*Given exercise:*
Revise the lines below, replacing "abdominal marking" with "abdominal stripe" wherever it appears and changing nothing else. Omit the pictures from your answer.

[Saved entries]

.....

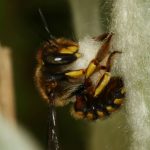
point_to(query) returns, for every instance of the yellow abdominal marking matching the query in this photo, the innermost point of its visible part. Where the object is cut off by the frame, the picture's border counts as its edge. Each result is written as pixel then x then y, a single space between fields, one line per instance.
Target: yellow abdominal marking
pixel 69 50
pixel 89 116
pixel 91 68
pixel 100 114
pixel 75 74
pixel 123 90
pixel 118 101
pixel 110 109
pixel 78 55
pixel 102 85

.....

*Task response:*
point_to(query) returns, for every instance of the yellow abdominal stripe matching the query in this photo, the innermost point of its visible part. Where the object is cut off by the frame, the picture's border counts as its edge. Each result is written as pixel then x then y, a single space between fields, one line per instance.
Target: yellow abdominal stripe
pixel 69 50
pixel 89 116
pixel 91 68
pixel 100 114
pixel 75 74
pixel 123 90
pixel 118 101
pixel 110 109
pixel 78 55
pixel 102 85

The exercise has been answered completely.